→ Action item: Once the line with "Target: woman in pink uniform" is found in the entries below, repeat it and each following line exactly, up to and including the line with "Put a marker on every instance of the striped". Add no other lines.
+---+
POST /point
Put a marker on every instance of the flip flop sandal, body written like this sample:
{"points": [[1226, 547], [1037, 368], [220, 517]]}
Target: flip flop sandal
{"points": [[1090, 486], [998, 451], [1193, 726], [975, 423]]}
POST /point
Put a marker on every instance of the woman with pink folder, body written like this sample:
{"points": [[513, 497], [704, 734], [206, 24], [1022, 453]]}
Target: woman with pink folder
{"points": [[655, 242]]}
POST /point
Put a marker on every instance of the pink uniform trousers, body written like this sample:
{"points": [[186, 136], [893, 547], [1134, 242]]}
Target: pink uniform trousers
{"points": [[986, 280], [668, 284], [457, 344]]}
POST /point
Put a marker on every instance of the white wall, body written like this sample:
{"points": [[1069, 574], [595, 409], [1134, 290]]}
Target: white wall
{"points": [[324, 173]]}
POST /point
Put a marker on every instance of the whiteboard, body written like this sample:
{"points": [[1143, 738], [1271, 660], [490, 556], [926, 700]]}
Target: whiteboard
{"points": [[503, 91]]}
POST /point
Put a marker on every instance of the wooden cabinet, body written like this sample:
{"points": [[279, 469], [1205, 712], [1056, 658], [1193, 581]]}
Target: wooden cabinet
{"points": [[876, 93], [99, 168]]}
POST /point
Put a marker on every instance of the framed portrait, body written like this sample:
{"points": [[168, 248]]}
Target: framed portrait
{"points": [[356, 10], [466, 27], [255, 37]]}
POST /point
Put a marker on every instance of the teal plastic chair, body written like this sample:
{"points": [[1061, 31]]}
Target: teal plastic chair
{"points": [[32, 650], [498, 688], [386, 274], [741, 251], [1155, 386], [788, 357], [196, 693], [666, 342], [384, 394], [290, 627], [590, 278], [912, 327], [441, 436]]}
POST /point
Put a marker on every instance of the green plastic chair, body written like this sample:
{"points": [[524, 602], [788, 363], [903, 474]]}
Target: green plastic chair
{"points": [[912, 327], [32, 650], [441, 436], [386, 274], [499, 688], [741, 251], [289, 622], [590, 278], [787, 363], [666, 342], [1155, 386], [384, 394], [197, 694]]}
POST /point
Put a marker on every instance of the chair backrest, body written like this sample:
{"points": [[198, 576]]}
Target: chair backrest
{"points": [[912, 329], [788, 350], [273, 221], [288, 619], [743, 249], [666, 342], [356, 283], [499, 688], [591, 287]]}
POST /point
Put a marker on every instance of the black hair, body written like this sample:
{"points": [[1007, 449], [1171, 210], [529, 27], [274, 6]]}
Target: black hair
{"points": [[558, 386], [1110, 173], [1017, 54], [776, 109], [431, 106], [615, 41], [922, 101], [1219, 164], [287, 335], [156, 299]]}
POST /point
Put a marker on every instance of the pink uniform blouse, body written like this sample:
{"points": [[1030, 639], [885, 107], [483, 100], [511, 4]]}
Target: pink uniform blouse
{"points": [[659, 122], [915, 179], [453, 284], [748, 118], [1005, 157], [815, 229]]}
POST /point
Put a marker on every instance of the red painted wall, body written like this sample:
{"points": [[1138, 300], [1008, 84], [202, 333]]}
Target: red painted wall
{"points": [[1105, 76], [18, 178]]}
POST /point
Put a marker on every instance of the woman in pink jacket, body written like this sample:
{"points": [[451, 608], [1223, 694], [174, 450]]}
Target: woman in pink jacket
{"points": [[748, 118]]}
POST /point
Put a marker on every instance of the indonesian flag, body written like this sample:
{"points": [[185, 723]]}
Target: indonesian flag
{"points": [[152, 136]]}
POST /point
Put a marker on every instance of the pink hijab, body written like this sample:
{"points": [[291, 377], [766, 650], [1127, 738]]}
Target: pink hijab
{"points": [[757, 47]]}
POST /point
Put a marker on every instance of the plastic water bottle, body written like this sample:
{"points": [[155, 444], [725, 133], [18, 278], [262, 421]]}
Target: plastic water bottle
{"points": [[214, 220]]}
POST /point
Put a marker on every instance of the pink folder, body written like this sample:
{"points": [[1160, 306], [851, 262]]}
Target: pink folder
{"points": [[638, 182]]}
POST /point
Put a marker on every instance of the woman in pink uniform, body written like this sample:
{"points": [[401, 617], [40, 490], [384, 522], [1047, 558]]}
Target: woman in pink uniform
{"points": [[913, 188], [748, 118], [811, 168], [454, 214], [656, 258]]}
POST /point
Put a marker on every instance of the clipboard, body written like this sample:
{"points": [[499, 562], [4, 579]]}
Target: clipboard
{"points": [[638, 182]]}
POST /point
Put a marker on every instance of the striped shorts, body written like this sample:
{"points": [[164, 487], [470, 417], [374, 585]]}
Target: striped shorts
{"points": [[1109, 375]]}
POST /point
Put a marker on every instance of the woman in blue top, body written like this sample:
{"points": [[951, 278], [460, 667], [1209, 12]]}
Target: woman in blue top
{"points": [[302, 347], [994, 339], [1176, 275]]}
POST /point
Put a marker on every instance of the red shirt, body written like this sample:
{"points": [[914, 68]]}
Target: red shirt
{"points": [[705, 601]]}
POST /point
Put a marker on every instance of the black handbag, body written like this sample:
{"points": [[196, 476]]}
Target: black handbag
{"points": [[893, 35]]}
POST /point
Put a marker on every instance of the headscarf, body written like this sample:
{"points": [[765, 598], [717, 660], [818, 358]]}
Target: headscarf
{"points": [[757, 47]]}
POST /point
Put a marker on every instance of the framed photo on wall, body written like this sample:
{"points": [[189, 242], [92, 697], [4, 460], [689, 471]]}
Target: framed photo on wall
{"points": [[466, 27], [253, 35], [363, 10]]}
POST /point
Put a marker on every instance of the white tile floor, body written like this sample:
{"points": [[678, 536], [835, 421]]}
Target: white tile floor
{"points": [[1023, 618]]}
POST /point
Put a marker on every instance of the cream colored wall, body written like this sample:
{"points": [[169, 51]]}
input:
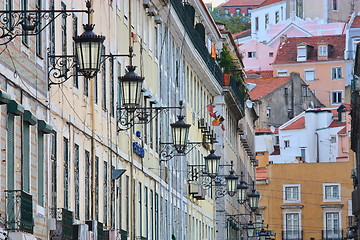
+---+
→ Solution:
Target: woman in pink uniform
{"points": [[913, 188], [748, 118], [811, 168], [454, 214], [656, 258]]}
POST /point
Put a marker on every instance of the clipboard, body written like this sample:
{"points": [[499, 562], [4, 579]]}
Target: clipboard
{"points": [[638, 182]]}
POST /point
Put a marker on every instance of the striped shorts, body written like this sample:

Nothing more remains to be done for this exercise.